**What is expected**
Pick out every line in the items below that contains the string "tree", and copy each one. Case counts.

start The records

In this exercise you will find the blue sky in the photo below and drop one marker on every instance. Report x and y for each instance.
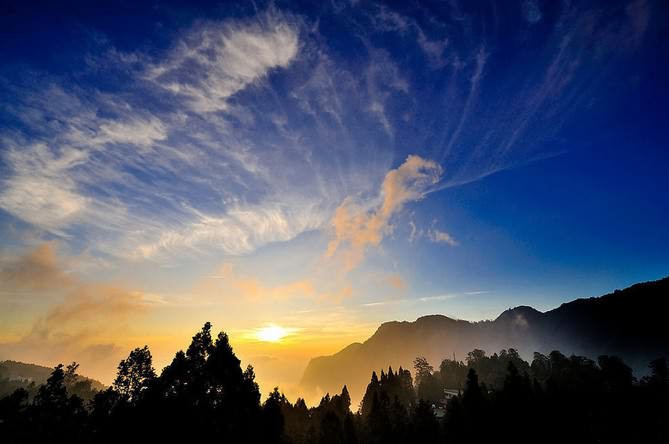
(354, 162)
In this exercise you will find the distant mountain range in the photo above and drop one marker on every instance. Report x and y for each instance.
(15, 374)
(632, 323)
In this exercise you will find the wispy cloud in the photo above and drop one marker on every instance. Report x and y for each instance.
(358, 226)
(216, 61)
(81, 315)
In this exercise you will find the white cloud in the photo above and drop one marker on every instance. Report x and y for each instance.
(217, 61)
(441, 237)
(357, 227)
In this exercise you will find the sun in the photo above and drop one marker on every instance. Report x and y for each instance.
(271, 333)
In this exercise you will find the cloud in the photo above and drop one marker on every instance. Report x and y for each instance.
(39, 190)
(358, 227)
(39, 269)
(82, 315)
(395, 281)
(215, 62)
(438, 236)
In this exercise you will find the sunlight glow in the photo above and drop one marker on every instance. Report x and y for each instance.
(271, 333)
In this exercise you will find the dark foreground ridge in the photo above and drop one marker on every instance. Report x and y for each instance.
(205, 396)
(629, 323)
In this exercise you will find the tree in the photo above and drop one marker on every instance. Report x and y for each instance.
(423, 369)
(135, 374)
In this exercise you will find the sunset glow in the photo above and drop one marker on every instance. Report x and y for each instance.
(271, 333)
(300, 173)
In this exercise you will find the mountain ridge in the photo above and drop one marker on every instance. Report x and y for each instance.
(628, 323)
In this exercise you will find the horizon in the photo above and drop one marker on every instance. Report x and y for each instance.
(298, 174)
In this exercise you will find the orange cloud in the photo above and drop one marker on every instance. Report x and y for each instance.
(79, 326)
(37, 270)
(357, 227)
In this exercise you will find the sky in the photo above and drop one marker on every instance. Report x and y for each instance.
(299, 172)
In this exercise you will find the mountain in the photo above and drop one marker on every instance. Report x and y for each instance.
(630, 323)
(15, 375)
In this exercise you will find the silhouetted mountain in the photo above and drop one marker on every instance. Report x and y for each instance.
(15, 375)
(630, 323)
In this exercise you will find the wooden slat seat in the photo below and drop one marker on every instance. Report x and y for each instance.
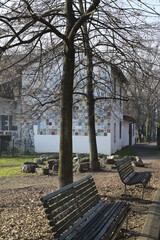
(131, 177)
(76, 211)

end The records
start The records

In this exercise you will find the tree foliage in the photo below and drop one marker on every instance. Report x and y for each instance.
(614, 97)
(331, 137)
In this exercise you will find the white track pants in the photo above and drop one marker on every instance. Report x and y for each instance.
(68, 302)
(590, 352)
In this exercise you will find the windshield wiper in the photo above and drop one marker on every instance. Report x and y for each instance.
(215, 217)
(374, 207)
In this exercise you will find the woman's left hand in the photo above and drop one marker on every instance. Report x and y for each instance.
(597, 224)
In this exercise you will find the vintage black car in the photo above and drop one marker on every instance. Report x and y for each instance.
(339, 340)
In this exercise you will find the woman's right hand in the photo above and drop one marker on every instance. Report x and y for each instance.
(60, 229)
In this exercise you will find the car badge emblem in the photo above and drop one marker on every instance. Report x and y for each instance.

end The records
start The records

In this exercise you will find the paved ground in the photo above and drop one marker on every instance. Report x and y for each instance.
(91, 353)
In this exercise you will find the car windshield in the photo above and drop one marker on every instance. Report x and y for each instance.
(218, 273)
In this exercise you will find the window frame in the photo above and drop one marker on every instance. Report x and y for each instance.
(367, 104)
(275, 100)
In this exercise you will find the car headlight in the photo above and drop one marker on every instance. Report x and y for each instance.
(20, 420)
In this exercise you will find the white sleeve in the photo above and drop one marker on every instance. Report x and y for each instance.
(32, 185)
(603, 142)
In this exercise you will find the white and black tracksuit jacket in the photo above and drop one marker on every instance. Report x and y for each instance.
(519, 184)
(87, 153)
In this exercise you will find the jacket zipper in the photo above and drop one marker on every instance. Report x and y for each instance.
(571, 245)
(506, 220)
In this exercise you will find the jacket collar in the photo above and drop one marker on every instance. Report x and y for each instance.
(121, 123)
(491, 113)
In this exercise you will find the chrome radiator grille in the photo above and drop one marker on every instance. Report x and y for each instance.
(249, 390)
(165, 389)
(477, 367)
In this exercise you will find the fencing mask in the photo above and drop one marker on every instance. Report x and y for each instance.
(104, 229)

end The records

**Result of this task**
In this exercise you will find the tree in the photo above and drop one marker on every instance. Report x and y for each instance.
In this exercise you will find the tree foliage in the photo below and drop one marker on every instance. Report x and y for each instance.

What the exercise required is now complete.